La moufette rayée

photo d'une moufette rayée
Photo: Ed Cesar

La moufette rayée Mephitis mephitis est l'un des petits mammifères les plus utiles parmi ceux qui habitent les régions où alternent prairies et fermes, ou qui évoluent dans les forêts du Canada. À la différence de beaucoup d'autres animaux, elle s'est bien adaptée à la présence de l'être humain, et son aire de répartition, bien plus étendue qu'à l'origine, va maintenant du Mexique central aux Territoires du Nord-Ouest, et des Maritimes au centre-ouest de la Colombie-Britannique.

La moufette a une prédilection pour les zones découvertes des régions où forêts et prairies voisinent et craint peu l'être humain; elle a donc profité des nouveaux habitats que lui offrait le défrichement des forêts, rendu nécessaire par les besoins de la colonisation et de l'agriculture.

Il existe en Amérique du Nord trois groupes de moufettes représentés par huit espèces, dont deux seulement vivent au Canada. Les moufettes à nez de cochon Conepatus sont cantonnées au sud-ouest des États-Unis, au Mexique et en Amérique du Sud, tandis que la moufette à capuchon Mephitis macroura se trouve dans le sud-ouest des États-Unis et au Mexique. Parmi les quatre espèces de moufettes tachetées Spilogale, la moufette tachetée orientale Spilogale putorius atteint presque la frontière canadienne entre le Minnesota et le Manitoba; toutefois, seule la moufette tachetée occidentale Spilogale gracilis se rencontre au Canada. On a parfois vu quelques spécimens de cette espèce dans le sud de la Colombie-Britannique, mais pas à plus de 120 km au nord de Vancouver. C'est la moufette rayée qui est l'espèce la mieux connue de la plupart des Canadiens.

Morphologie

La moufette rayée a à peu près la taille d'un chat, mais est assez corpulente, avec une tête plutôt petite, des pattes courtes et une queue fournie. Elle peut aisément plonger sa petite tête dans des bocaux et des pots alléchants pour ensuite rester parfois prise au piège.

Son épaisse fourrure noire et lustrée porte une garniture blanche : un mince pinceau blanc divise le front de l'animal. Une large rayure blanche commence au-dessus de la tête, se divisant au niveau des épaules et rejoignant, de chaque côté du dos, la base de la queue. Le plus souvent noire, celle-ci peut porter des raies se terminant généralement par une touffe blanche à l'extrémité.

La moufette a de longues griffes droites qui lui servent à déterrer les souris de leur trou, à déchiqueter de vieilles bûches à la recherche de vers et de larves, et à creuser le sable où sont cachés les oeufs de tortue. Elle se déplace posément, sans hâte, ne cherchant son salut ni dans la fuite ni dans la dissimulation : elle compte, pour se défendre, sur ses glandes sécrétrices.

#### [Données présentées]
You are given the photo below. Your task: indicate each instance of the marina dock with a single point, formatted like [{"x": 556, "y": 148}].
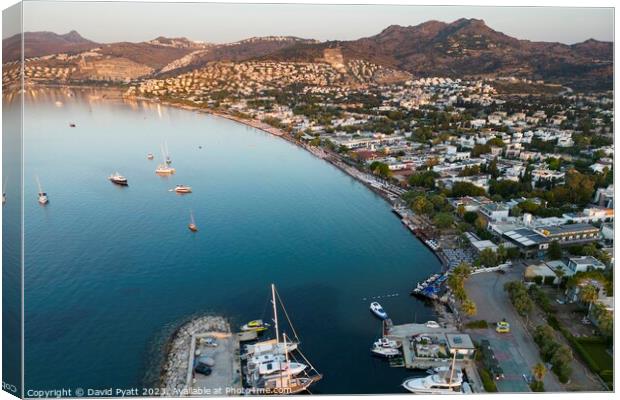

#### [Exercice]
Citez mot pour mot le texte sur la moufette rayée, de « Son épaisse fourrure » à « blanche à l'extrémité. ». Appuyez-vous uniquement sur le texte.

#### [Réponse attendue]
Son épaisse fourrure noire et lustrée porte une garniture blanche : un mince pinceau blanc divise le front de l'animal. Une large rayure blanche commence au-dessus de la tête, se divisant au niveau des épaules et rejoignant, de chaque côté du dos, la base de la queue. Le plus souvent noire, celle-ci peut porter des raies se terminant généralement par une touffe blanche à l'extrémité.